- [Job] Reproduce every line of the material below verbatim, with no changes.

** START OF Data in this exercise **

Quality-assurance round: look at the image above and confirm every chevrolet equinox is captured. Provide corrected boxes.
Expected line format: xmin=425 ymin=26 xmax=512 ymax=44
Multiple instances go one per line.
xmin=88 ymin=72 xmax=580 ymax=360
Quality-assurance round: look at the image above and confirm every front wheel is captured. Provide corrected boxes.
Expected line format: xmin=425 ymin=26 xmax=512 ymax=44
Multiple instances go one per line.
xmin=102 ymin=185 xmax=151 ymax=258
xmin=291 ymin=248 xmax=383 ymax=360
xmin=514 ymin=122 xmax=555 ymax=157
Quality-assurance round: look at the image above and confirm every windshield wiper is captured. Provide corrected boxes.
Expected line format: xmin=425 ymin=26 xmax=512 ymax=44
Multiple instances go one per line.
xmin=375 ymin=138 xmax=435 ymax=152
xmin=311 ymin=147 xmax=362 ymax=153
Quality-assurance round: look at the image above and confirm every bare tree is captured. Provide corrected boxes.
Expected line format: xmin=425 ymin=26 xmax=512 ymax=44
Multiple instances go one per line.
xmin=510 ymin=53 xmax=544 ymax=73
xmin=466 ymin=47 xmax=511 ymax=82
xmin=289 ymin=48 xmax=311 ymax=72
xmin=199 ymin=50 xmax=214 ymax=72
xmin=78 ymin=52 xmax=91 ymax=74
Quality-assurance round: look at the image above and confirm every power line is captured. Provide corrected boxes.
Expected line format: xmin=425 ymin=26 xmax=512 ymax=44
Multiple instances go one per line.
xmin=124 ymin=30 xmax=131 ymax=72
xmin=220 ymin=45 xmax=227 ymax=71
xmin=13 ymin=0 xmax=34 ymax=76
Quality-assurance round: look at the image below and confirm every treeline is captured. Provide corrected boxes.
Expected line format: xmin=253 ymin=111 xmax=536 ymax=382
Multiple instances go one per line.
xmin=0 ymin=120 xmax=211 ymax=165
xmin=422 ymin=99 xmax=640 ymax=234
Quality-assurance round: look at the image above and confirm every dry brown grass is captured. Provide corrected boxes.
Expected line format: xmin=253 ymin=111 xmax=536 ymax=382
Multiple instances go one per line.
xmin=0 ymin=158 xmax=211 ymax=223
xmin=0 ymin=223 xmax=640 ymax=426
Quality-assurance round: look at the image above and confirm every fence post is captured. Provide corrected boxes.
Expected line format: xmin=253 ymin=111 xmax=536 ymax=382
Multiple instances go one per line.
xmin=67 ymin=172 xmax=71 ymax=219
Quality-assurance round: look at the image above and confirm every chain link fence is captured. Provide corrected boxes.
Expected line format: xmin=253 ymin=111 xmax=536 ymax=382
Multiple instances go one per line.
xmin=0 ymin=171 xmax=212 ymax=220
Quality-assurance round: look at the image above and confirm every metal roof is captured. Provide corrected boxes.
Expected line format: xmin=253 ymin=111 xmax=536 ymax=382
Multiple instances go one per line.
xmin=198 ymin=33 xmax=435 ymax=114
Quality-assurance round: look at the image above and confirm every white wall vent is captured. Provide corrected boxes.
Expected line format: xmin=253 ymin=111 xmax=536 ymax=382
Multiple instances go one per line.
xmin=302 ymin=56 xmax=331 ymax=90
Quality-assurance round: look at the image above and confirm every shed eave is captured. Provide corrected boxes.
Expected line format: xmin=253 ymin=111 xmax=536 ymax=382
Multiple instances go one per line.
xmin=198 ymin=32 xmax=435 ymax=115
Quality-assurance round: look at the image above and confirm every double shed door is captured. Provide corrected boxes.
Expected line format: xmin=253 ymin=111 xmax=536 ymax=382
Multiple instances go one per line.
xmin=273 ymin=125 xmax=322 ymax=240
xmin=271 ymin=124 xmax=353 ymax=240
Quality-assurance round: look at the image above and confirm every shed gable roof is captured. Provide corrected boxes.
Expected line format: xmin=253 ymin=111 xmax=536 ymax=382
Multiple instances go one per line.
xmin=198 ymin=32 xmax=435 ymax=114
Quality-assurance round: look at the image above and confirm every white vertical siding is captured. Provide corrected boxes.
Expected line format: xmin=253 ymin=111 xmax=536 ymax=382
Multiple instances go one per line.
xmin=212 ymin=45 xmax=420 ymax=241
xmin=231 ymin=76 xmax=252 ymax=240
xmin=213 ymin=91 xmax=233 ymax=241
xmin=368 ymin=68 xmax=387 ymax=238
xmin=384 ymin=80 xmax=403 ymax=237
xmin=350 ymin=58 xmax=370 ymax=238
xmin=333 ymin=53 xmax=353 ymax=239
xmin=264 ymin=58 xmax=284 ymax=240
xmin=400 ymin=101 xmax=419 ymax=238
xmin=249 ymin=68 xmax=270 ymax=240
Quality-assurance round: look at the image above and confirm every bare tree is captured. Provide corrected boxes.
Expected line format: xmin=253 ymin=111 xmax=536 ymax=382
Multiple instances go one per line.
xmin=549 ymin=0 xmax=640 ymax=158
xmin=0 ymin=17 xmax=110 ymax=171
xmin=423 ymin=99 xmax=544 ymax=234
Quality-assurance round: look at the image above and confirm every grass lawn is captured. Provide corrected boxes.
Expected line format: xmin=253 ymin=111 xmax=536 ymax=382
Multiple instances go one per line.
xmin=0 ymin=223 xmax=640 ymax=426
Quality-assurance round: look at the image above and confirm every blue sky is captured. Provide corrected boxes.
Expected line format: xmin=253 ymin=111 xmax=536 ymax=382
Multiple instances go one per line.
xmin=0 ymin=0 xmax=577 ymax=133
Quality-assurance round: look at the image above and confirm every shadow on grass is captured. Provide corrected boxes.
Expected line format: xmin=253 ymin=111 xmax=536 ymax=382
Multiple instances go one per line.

** END OF Data in this exercise **

- [Answer for the task]
Quality-assurance round: look at the image above and confirm every chevrolet equinox is captured. Provide corrected boxes.
Expected line format: xmin=425 ymin=26 xmax=512 ymax=44
Multiple instances go one per line.
xmin=88 ymin=72 xmax=580 ymax=360
Quality-assurance round: look at the image above and confirm every front wheel is captured. Provide corrected boxes.
Expected line format: xmin=425 ymin=26 xmax=512 ymax=44
Multiple instances go one per line.
xmin=102 ymin=185 xmax=151 ymax=258
xmin=291 ymin=248 xmax=383 ymax=360
xmin=514 ymin=122 xmax=555 ymax=157
Quality-assurance round: look at the image above and confirm every windshield wiper is captured. Provide corrected boxes.
Expected line format: xmin=425 ymin=26 xmax=512 ymax=44
Multiple instances go one per line.
xmin=375 ymin=138 xmax=435 ymax=152
xmin=311 ymin=147 xmax=362 ymax=153
Quality-assurance round: look at the image above and confirm every bare tree is captured. Provide corrected boxes.
Expected line format: xmin=425 ymin=26 xmax=512 ymax=44
Multiple instances go one per line.
xmin=510 ymin=53 xmax=544 ymax=73
xmin=466 ymin=47 xmax=511 ymax=82
xmin=289 ymin=48 xmax=311 ymax=72
xmin=199 ymin=50 xmax=214 ymax=72
xmin=78 ymin=52 xmax=91 ymax=74
Quality-assurance round: look at the image above and confirm every power line is captured. Provide corrected boxes.
Expected line format: xmin=425 ymin=26 xmax=512 ymax=44
Multiple instances go one per line.
xmin=124 ymin=30 xmax=131 ymax=72
xmin=220 ymin=45 xmax=227 ymax=71
xmin=13 ymin=0 xmax=34 ymax=76
Quality-assurance round: look at the image below and confirm every treeline is captured. Provide corrected boxes.
Expected line format: xmin=253 ymin=111 xmax=536 ymax=382
Multiple instances go one per line.
xmin=0 ymin=120 xmax=211 ymax=165
xmin=422 ymin=99 xmax=640 ymax=234
Quality-assurance round: look at the image above and confirm every dry brown grass is captured. Provide corrected boxes.
Expected line format: xmin=253 ymin=111 xmax=536 ymax=382
Multiple instances go one per line.
xmin=0 ymin=158 xmax=211 ymax=223
xmin=0 ymin=223 xmax=640 ymax=426
Quality-assurance round: look at the image above and confirm every fence post is captured. Provide corrected boxes.
Expected line format: xmin=253 ymin=111 xmax=536 ymax=382
Multiple instances go one per line.
xmin=67 ymin=172 xmax=71 ymax=219
Quality-assurance round: look at the image above and confirm every chain link fence is captured. Provide corrected boxes.
Expected line format: xmin=253 ymin=111 xmax=536 ymax=382
Multiple instances go one per line.
xmin=0 ymin=171 xmax=212 ymax=220
Quality-assurance round: look at the image above and confirm every metal roof is captured. Provide corrected boxes.
Expected line format: xmin=253 ymin=111 xmax=536 ymax=382
Multiple instances go one per line.
xmin=198 ymin=33 xmax=435 ymax=114
Quality-assurance round: look at the image above and confirm every white wall vent is captured. Provide corrected boxes.
Expected line format: xmin=253 ymin=111 xmax=536 ymax=382
Multiple instances go one per line.
xmin=302 ymin=56 xmax=331 ymax=90
Quality-assurance round: look at the image above and confirm every shed eave is captured. Provide corrected boxes.
Expected line format: xmin=253 ymin=111 xmax=536 ymax=382
Multiple instances go one per line.
xmin=198 ymin=32 xmax=435 ymax=115
Quality-assurance round: look at the image above and confirm every double shed door is captured. Provide corrected boxes.
Expected line format: xmin=253 ymin=111 xmax=536 ymax=382
Multiple instances go one per line.
xmin=273 ymin=125 xmax=322 ymax=240
xmin=271 ymin=124 xmax=353 ymax=240
Quality-assurance round: look at the image above and confirm every shed gable roof is captured. Provide corrected boxes.
Expected line format: xmin=253 ymin=111 xmax=536 ymax=382
Multiple instances go one per line.
xmin=198 ymin=32 xmax=435 ymax=114
Quality-assurance round: look at the image above and confirm every white vertical siding is captured. Provide corrected boxes.
Expected line format: xmin=253 ymin=111 xmax=536 ymax=382
Multiple instances go one per line.
xmin=212 ymin=45 xmax=420 ymax=241
xmin=231 ymin=76 xmax=252 ymax=240
xmin=213 ymin=91 xmax=233 ymax=241
xmin=368 ymin=68 xmax=387 ymax=238
xmin=384 ymin=80 xmax=403 ymax=237
xmin=350 ymin=58 xmax=370 ymax=238
xmin=333 ymin=53 xmax=353 ymax=239
xmin=264 ymin=58 xmax=284 ymax=240
xmin=400 ymin=101 xmax=419 ymax=238
xmin=249 ymin=68 xmax=270 ymax=240
Quality-assurance round: look at the image above and confirm every bare tree is captured. Provide corrected boxes.
Expected line format: xmin=253 ymin=111 xmax=536 ymax=382
Multiple instances go one per line.
xmin=549 ymin=0 xmax=640 ymax=158
xmin=0 ymin=17 xmax=110 ymax=171
xmin=423 ymin=99 xmax=544 ymax=234
Quality-assurance round: look at the image above and confirm every grass lawn is captured. Provide corrected boxes.
Expected line format: xmin=253 ymin=111 xmax=536 ymax=382
Multiple instances go one per line.
xmin=0 ymin=223 xmax=640 ymax=426
Quality-assurance round: look at the image above and confirm every blue sky is captured. Provide corrected boxes.
Expected line format: xmin=253 ymin=111 xmax=536 ymax=382
Multiple instances go one per line.
xmin=0 ymin=0 xmax=577 ymax=133
Quality-assurance round: look at the image above and confirm every shadow on grass is captured. Provide corrected boxes.
Expected line format: xmin=253 ymin=111 xmax=536 ymax=382
Multiple instances go one per line.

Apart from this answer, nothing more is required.